- **ASSIGNED TASK 1**
In the Driftcut documentation, update everything from "- Schema breaks" down to "fails in production).", replacing each "Divergence" with "Drift".
- **ASSIGNED TASK 2**
Go on with the Driftcut documentation from where it stops.

Three dimensions of comparison¶
Migration isn't just about output quality. Driftcut compares baseline and candidate across three dimensions:
Quality (coming soon)¶
Output quality relative to the baseline: format adherence, completeness, correctness, absence of hallucination.
Will be measured through judge models and failure archetypes.
Latency :white_check_mark:¶
Response time of the candidate relative to the baseline.
For many teams, latency is the primary driver of migration — or the reason it fails. Driftcut measures p50, p95, and variance per category, and flags significant latency regressions even when quality is stable.
Cost :white_check_mark:¶
Per-prompt cost and total run cost.
Driftcut tracks progressive spend and the spend avoided by stopping an unpromising test early.
Decision engine (coming soon)¶
The decision engine is heuristic-based and explicitly designed as decision support, not an infallible oracle.
Possible outcomes¶
After each batch, Driftcut produces one of four decisions:
| Decision | Meaning |
|---|---|
| Stop now | The candidate is failing critical categories. Abort. |
| Continue sampling | Signals are mixed. More data needed. |
| Proceed to full evaluation | The candidate looks promising across the board. |
| Proceed for selected categories | Safe in some categories, risky in others. |
Stopping logic¶
Stop now if:
- A high-criticality category exceeds the failure threshold (default: 20%)
- Schema breaks are repeated (default: 25% of batch)
- Divergence stays high across consecutive batches
Continue if:
- Signals are mixed or unstable
- No severe failures but high variance
Proceed if:
- Critical categories remain stable for at least
min_batches - Divergence stays below the risk threshold (default: 8%)
- No structural breaks
- Latency shows no significant regressions
Calibration¶
Default thresholds are conservative — they favor false negatives (stopping a test that might have been fine) over false positives (approving a candidate that fails in production).
You can and should calibrate them via config. The report shows how close results are to each threshold boundary.

(Spatial localization data)
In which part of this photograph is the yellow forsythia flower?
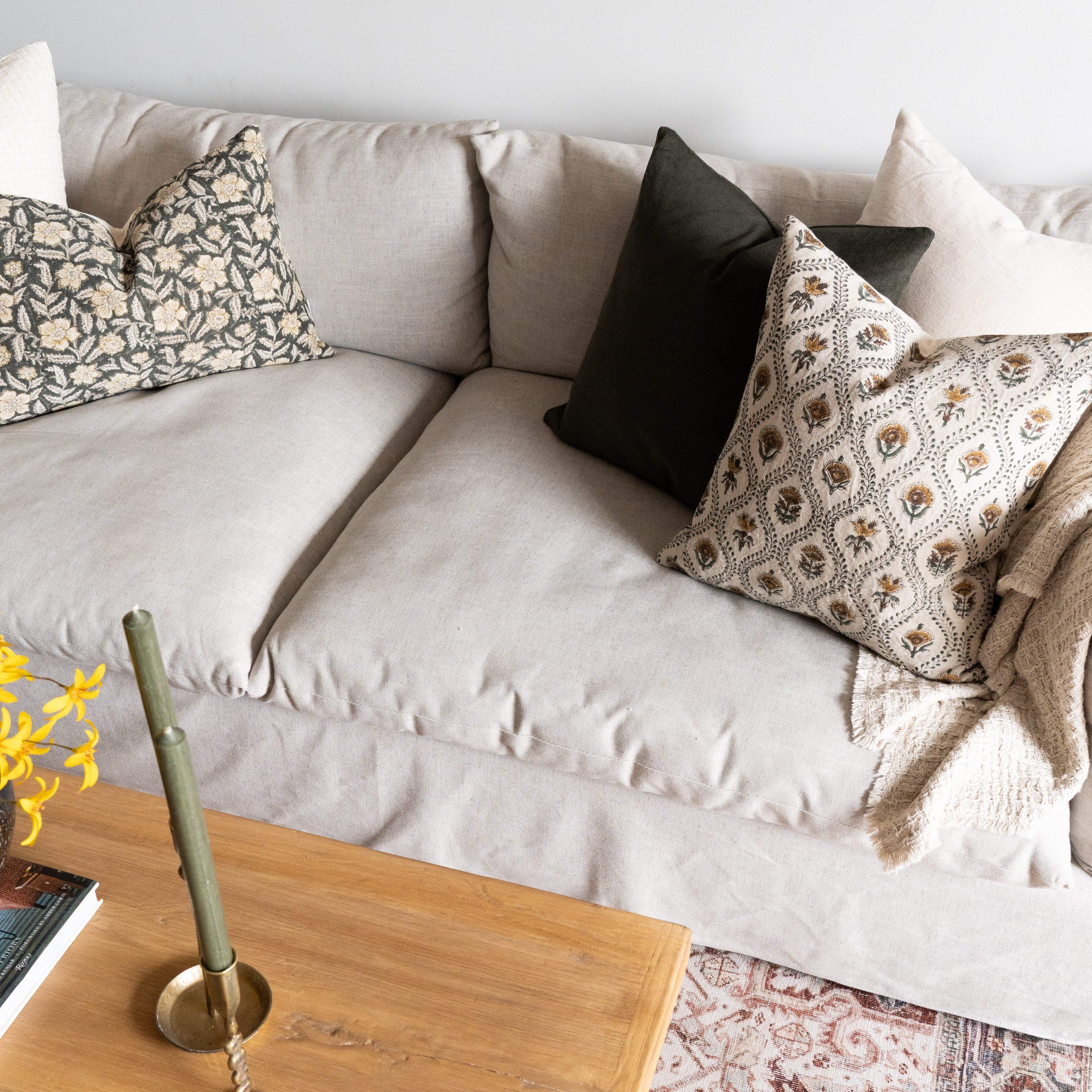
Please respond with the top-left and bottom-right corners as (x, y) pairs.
(19, 777), (61, 845)
(65, 721), (98, 793)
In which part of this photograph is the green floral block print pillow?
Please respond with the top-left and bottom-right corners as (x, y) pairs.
(659, 216), (1092, 681)
(0, 128), (332, 424)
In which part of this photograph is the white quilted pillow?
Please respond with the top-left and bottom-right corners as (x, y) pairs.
(858, 110), (1092, 337)
(0, 42), (68, 209)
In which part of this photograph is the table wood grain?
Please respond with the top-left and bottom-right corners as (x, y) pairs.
(0, 776), (690, 1092)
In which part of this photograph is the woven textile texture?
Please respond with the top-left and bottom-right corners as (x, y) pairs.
(0, 128), (332, 424)
(652, 947), (1092, 1092)
(655, 216), (1092, 681)
(853, 402), (1092, 868)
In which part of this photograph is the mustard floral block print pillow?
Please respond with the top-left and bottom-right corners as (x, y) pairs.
(0, 128), (332, 424)
(659, 217), (1092, 680)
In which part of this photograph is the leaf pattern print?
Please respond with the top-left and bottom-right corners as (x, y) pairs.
(1020, 406), (1053, 443)
(845, 519), (877, 558)
(997, 353), (1031, 386)
(959, 446), (989, 482)
(937, 383), (971, 425)
(796, 227), (822, 250)
(655, 210), (1092, 681)
(793, 334), (827, 371)
(722, 455), (744, 493)
(789, 276), (830, 311)
(732, 512), (758, 554)
(857, 322), (891, 353)
(799, 544), (827, 580)
(857, 376), (891, 399)
(873, 572), (902, 614)
(0, 127), (331, 424)
(773, 485), (804, 523)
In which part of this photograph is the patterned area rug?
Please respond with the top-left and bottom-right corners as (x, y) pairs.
(652, 947), (1092, 1092)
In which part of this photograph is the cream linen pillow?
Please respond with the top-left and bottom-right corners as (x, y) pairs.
(0, 42), (68, 209)
(659, 216), (1092, 680)
(857, 110), (1092, 337)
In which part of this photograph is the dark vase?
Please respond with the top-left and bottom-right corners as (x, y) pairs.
(0, 781), (15, 868)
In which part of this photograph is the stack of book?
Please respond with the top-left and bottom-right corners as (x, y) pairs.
(0, 857), (103, 1035)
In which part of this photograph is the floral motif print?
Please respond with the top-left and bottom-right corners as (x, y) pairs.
(659, 217), (1092, 680)
(732, 512), (758, 554)
(755, 569), (785, 595)
(789, 276), (830, 311)
(830, 599), (856, 626)
(902, 482), (933, 521)
(857, 376), (890, 399)
(751, 367), (770, 402)
(1024, 462), (1046, 493)
(0, 127), (331, 424)
(822, 459), (853, 493)
(925, 538), (959, 577)
(876, 420), (910, 462)
(693, 538), (717, 569)
(773, 485), (804, 523)
(799, 544), (827, 580)
(804, 394), (830, 432)
(909, 342), (944, 364)
(978, 500), (1004, 535)
(959, 447), (989, 482)
(723, 455), (744, 493)
(952, 577), (978, 618)
(758, 425), (785, 463)
(997, 353), (1031, 386)
(1020, 406), (1053, 443)
(857, 322), (891, 353)
(873, 572), (902, 612)
(937, 383), (971, 425)
(845, 519), (877, 558)
(902, 626), (933, 657)
(793, 334), (827, 371)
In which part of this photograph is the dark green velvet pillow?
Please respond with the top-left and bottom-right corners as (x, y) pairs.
(544, 129), (933, 508)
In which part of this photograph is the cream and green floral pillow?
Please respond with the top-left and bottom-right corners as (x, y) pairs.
(0, 128), (331, 424)
(659, 216), (1092, 680)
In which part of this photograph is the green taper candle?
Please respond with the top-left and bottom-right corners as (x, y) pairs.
(121, 607), (178, 739)
(122, 609), (235, 971)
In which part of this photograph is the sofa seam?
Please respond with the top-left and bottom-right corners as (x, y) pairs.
(274, 683), (1022, 878)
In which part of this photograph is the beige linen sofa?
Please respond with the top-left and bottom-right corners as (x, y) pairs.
(8, 85), (1092, 1045)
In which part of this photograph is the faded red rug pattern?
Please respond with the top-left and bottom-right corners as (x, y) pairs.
(652, 947), (1092, 1092)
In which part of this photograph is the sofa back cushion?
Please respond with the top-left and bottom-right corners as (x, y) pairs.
(478, 130), (1092, 379)
(58, 84), (497, 375)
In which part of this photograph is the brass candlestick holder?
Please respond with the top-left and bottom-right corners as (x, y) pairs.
(155, 960), (273, 1057)
(122, 607), (273, 1092)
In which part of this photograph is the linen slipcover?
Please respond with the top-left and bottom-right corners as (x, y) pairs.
(58, 83), (497, 375)
(0, 349), (454, 694)
(27, 646), (1092, 1045)
(473, 130), (1092, 379)
(250, 368), (1070, 887)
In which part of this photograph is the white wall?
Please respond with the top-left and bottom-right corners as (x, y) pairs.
(8, 0), (1092, 185)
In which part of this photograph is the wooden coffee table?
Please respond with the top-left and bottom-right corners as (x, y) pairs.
(0, 776), (690, 1092)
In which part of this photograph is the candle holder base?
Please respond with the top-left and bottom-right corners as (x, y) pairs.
(155, 963), (273, 1054)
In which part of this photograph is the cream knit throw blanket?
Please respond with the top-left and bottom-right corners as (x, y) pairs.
(853, 417), (1092, 871)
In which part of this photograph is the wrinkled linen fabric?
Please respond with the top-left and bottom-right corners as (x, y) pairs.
(248, 368), (1072, 887)
(478, 130), (1092, 379)
(57, 83), (497, 375)
(23, 651), (1092, 1044)
(853, 417), (1092, 869)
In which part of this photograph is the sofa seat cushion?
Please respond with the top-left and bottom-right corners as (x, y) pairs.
(251, 368), (1069, 886)
(0, 349), (454, 694)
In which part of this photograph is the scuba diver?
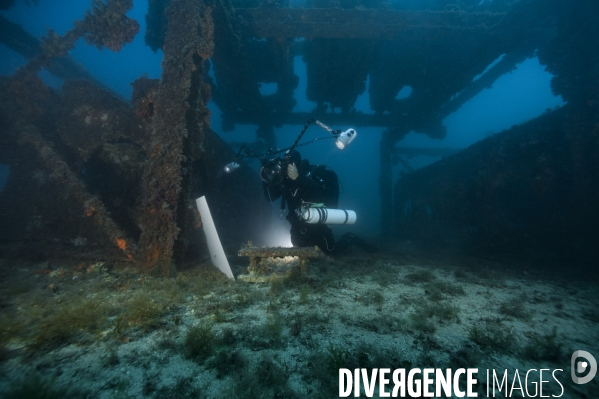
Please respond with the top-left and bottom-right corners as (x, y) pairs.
(260, 150), (377, 255)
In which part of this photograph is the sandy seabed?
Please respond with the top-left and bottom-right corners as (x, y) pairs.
(0, 251), (599, 398)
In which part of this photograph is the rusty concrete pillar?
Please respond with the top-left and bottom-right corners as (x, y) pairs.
(139, 0), (214, 275)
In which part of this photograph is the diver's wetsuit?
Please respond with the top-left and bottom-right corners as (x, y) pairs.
(263, 160), (347, 255)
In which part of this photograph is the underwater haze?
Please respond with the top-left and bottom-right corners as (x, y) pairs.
(0, 0), (599, 398)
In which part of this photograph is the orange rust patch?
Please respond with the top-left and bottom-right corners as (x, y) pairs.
(116, 238), (127, 251)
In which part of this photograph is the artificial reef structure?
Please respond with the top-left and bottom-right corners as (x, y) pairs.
(0, 0), (599, 275)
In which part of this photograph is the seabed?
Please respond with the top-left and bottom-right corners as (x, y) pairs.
(0, 253), (599, 398)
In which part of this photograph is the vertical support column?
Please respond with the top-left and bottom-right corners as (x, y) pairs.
(139, 0), (214, 275)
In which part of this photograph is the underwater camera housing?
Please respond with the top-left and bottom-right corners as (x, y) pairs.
(335, 129), (358, 150)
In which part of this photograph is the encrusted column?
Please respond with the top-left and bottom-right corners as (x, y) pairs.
(139, 0), (214, 275)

- **YOUR RESPONSE 1**
- Schema breaks are repeated (default: 25% of batch)
- Drift stays high across consecutive batches
Continue if:
- Signals are mixed or unstable
- No severe failures but high variance
Proceed if:
- Critical categories remain stable for at least
min_batches - Drift stays below the risk threshold (default: 8%)
- No structural breaks
- Latency shows no significant regressions
Calibration¶
Default thresholds are conservative — they favor false negatives (stopping a test that might have been fine) over false positives (approving a candidate that fails in production).

- **YOUR RESPONSE 2**
Failure archetypes (coming soon)¶
The report won't just say "quality drop." It will classify why:
| Archetype | Description |
|---|---|
| Schema break | Output doesn't match expected structure (missing fields, invalid JSON) |
| Format break | Output ignores the expected format |
| Coverage drop | Response is incomplete compared to baseline |
| Reasoning degradation | Less reliable on complex cases |
| Refusal increase | Candidate refuses more often than baseline |
| Tone mismatch | Style degrades for the use case |
| Hallucination increase | Candidate introduces more fabricated content |
| Latency regression | Candidate is significantly slower |
This turns an abstract score into actionable information.
The judge cost paradox (coming soon)¶
Driftcut promises to save budget. But if every comparison requires a judge model call, the judge cost can become significant.
Tiered strategy¶
Driftcut will solve this with progressive judge levels:
-
Deterministic checks (zero cost) — Is the output valid JSON? Does it match the schema? Is it a refusal? These catch the most obvious failures without spending anything.
-
Light judge — For prompts that pass deterministic checks, a small, cheap model (e.g., GPT-4.1-mini) handles general quality comparison.
-
Heavy judge (only if needed) — Only when signals remain ambiguous does Driftcut escalate to a more capable judge. This happens rarely.
A typical canary run (120 prompts, 20% tested, 24 prompts) costs roughly $0.50–$2.00 in judge calls — a fraction of a full evaluation.
Statistical confidence¶
Current approach (v0.1)¶
Driftcut uses a pragmatic approach:
- Stratified sampling by category and criticality ensures batches are representative.
- Conservative thresholds minimize the risk of false positives.
- Transparent reporting shows sample size and corpus coverage so you can judge signal robustness yourself.
Future (v0.2)¶
Sequential hypothesis testing (SPRT or variants) will provide formal confidence estimates: "with this much data, the probability that the candidate is adequate is above/below threshold X."